## Exercise passage
★ ★ ★ ★
- Uravu Tatooine converts data center waste heat into clean, usable water
- The liquid desiccant absorbs moisture and allows for continuous water recovery cycles.
- Cooling systems operate within acceptable temperature ranges for modern servers.
Growing computing demand continues to put pressure on all data centers, especially as cooling systems consume large amounts of power and water simultaneously.
A startup called Uravu has developed a cooling system that uses a liquid saltwater desiccant to extract water from hot air, which could turn data centers from water consumers to water producers.
Since data centers currently reject massive amounts of waste heat into the atmosphere, Uravu’s system captures that heat and puts it to work.
Article continues below.
How salt water and waste heat work together to create fresh water
The system, called Tatooine, uses a liquid desiccant to absorb moisture from hot air.
When that desiccant is heated using waste heat from the data center, it releases pure water vapor that can be condensed and collected.
The absorber operates at room temperature plus four degrees, which is already cold enough to replace a conventional cooling tower in many locations.
This liquid desiccant helps maintain a very low temperature, meaning operators can potentially replace their chiller or dry chiller entirely.
The salt solution then releases pure water into the desorber as vapor, with a vacuum pump reducing the pressure to allow evaporation at lower temperatures.
The cooling water can return to a temperature of between 27 and 32 degrees Celsius, which is within the range allowed by ASHRAE for operating servers.
The system uses waste heat that would otherwise be rejected, keeping energy costs lower than conventional cooling methods.
“It is quickly becoming an efficient and economically viable solution,” said Swapnil Shrivastav, CEO and co-founder of Uravu.
“That allows users to keep energy use effectiveness (PUE) low, and you can also say that water use effectiveness (WUE) is negative because there is a surplus of water that can be supplied to communities.”
What the numbers look like for a typical data center
Uravu claims that for every megawatt of data center power, the system can generate up to 30 cubic meters of surplus pure distilled water per day.
That figure fluctuates depending on ambient humidity levels, but Shrivastav says the system generates at least five cubic meters of water on the lower end of the spectrum.
★ ★ ★ ★
Summarize the passage on Uravu's Tatooine cooling system in two sentences.

Extracted records
★ ★ ★ ★
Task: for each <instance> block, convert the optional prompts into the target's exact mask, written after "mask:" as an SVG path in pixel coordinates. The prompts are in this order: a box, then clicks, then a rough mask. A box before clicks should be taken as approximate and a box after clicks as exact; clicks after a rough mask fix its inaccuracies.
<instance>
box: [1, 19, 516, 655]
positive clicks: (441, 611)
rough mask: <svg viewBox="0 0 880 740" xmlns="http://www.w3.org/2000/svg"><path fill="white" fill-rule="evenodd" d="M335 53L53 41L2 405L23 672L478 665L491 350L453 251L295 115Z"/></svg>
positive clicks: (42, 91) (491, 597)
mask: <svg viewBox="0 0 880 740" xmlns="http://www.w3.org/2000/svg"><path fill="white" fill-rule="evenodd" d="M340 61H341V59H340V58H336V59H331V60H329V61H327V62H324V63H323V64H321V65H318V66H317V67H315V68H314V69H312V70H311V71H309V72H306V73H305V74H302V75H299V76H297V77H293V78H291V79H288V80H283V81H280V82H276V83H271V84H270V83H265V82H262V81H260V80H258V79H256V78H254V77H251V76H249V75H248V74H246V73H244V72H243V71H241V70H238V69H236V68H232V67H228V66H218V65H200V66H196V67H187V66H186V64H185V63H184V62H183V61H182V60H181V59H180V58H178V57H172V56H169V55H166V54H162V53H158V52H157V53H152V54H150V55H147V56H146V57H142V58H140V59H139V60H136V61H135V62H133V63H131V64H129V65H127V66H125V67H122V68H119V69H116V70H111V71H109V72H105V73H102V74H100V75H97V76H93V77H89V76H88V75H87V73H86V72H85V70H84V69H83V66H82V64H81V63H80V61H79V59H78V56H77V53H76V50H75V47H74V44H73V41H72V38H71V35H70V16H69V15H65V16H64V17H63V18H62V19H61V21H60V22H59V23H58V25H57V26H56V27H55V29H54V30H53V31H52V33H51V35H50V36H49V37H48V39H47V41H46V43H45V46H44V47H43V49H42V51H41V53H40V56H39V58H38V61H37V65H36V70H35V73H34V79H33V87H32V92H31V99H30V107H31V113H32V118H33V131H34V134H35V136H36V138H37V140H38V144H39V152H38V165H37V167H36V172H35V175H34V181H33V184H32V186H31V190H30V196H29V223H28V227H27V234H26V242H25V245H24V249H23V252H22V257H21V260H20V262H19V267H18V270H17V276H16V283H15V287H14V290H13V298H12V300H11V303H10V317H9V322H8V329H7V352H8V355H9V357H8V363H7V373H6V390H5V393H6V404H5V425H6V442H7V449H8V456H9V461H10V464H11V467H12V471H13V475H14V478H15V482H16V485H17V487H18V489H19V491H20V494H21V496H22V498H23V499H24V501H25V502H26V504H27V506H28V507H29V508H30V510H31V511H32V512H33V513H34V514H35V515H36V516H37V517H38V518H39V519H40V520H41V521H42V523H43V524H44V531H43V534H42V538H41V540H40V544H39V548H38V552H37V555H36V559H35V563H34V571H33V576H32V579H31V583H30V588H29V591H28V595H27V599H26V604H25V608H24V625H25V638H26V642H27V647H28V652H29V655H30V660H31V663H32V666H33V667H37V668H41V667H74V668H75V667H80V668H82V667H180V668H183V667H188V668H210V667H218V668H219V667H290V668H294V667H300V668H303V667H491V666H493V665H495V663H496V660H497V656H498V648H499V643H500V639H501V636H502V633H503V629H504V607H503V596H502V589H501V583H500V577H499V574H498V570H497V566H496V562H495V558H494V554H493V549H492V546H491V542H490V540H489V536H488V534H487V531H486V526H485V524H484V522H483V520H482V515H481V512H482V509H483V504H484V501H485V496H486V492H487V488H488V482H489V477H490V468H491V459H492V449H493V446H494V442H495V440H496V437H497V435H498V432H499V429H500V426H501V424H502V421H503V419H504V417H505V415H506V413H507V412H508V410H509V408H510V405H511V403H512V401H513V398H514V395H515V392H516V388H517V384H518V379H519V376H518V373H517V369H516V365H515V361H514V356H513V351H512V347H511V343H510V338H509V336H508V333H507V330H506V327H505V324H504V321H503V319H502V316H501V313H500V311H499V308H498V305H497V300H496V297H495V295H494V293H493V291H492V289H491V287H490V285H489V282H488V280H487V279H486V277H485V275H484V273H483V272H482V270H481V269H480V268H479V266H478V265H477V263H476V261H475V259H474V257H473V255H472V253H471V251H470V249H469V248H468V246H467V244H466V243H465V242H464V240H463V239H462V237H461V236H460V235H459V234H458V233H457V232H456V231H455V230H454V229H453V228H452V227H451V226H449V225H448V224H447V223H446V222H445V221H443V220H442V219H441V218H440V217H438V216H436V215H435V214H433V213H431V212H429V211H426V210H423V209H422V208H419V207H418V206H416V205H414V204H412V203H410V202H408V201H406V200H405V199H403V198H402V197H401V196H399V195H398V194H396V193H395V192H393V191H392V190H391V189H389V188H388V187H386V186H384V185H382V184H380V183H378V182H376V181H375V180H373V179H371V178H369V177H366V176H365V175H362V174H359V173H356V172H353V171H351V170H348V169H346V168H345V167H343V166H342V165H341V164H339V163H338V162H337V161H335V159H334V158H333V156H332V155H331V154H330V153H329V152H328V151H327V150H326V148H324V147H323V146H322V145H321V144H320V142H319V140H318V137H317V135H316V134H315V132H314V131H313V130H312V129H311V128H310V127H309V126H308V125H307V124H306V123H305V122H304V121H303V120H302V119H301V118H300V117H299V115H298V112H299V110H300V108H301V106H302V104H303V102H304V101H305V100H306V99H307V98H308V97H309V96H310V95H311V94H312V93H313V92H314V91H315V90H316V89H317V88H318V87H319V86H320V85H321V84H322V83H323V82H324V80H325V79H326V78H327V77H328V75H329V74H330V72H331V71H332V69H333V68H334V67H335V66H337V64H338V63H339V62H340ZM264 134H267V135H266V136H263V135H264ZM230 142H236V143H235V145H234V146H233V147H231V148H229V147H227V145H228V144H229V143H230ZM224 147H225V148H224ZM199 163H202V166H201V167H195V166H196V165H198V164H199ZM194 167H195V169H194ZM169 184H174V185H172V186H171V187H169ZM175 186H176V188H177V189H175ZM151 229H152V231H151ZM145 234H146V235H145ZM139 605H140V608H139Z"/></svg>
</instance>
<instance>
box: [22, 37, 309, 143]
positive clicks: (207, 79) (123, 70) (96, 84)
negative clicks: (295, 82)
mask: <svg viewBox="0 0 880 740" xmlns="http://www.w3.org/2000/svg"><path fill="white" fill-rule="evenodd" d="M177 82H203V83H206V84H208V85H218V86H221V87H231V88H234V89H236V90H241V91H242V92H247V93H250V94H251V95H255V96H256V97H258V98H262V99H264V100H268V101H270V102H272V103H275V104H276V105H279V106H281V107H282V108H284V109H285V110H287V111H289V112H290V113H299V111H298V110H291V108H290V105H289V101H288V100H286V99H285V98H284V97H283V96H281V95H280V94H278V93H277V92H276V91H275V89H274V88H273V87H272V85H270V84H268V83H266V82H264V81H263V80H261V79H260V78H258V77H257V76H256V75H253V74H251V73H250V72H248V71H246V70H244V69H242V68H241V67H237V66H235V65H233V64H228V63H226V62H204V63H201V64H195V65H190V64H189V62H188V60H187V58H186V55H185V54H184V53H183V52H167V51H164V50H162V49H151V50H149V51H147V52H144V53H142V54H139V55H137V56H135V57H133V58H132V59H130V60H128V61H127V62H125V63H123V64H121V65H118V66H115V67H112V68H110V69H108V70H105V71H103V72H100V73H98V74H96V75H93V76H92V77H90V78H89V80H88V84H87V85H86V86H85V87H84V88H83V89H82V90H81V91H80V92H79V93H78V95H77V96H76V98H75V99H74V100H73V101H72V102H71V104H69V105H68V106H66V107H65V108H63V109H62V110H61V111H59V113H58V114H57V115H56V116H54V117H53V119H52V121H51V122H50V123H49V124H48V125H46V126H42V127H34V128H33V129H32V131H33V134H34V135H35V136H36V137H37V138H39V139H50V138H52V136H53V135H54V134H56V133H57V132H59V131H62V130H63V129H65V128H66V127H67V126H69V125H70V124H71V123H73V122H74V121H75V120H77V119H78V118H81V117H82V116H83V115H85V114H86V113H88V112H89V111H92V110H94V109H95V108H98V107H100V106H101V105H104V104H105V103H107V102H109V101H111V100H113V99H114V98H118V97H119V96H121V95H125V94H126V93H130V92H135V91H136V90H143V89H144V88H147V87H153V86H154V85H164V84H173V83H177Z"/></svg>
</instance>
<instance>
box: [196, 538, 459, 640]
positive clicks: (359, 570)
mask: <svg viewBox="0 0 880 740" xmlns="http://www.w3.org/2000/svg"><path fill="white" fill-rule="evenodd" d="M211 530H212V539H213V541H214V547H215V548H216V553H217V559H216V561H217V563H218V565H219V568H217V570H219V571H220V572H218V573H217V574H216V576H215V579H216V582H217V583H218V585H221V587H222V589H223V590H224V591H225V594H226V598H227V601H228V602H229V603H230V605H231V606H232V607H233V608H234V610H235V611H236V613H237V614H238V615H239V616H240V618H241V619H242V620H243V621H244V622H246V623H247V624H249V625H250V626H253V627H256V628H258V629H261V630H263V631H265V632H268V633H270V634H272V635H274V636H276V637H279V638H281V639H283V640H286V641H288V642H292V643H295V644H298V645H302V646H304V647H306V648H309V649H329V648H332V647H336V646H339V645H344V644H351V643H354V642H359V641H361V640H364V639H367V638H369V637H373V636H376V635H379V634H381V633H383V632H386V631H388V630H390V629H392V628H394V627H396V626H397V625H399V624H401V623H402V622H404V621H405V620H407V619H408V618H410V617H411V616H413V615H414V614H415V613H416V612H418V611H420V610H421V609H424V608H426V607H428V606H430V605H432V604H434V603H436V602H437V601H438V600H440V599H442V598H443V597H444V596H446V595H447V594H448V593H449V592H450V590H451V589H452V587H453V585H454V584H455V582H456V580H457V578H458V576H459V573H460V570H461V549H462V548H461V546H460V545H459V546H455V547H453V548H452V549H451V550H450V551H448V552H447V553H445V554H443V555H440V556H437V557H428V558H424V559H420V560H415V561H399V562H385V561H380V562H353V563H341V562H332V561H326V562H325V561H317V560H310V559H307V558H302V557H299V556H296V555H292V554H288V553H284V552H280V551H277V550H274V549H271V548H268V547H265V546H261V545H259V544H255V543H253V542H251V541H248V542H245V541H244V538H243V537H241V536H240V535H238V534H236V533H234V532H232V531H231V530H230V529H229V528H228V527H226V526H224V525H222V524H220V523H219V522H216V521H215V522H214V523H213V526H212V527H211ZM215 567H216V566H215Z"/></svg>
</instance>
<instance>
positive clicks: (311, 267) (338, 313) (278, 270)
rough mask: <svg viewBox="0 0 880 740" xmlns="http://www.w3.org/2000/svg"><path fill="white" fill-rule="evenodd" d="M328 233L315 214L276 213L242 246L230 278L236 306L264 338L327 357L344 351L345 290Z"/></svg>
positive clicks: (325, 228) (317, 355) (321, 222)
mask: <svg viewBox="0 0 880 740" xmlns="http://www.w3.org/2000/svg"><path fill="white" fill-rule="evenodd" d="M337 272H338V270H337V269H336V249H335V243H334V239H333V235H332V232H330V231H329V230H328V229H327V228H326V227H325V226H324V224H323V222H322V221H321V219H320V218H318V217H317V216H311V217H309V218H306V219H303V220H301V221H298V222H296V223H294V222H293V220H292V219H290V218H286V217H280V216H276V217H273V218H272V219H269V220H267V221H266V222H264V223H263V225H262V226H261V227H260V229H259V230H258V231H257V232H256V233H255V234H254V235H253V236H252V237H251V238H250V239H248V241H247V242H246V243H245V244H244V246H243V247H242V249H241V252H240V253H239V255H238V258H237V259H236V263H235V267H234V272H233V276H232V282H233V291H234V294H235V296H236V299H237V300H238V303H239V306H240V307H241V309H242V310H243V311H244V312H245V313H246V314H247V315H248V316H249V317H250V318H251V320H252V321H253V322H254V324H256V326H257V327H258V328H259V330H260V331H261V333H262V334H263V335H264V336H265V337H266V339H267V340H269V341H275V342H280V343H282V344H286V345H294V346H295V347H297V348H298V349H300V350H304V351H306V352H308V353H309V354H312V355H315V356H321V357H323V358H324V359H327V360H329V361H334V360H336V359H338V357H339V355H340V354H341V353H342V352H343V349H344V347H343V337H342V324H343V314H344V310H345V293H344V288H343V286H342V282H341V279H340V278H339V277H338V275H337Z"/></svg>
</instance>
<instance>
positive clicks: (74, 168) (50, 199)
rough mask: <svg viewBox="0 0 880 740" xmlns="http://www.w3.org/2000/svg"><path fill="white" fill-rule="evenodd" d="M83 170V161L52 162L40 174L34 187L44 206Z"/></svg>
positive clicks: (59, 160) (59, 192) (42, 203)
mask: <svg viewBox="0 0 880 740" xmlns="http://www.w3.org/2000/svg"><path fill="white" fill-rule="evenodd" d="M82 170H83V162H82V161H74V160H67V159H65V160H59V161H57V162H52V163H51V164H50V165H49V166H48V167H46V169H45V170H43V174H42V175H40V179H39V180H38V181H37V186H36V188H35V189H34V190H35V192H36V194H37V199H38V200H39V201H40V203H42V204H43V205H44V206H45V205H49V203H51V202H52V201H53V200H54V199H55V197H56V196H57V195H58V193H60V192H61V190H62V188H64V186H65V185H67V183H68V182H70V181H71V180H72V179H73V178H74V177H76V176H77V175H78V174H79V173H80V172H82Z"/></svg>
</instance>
★ ★ ★ ★
## Reply to the exercise
The startup Uravu has developed Tatooine, a data center cooling system whose liquid saltwater desiccant absorbs moisture from hot air and, when heated with the data center's waste heat, releases pure water vapor that is condensed and collected. Uravu claims that for every megawatt of data center power the system can generate up to 30 cubic meters of surplus distilled water per day, and at least five at the lower end depending on humidity, while returning cooling water within the range ASHRAE allows for operating servers.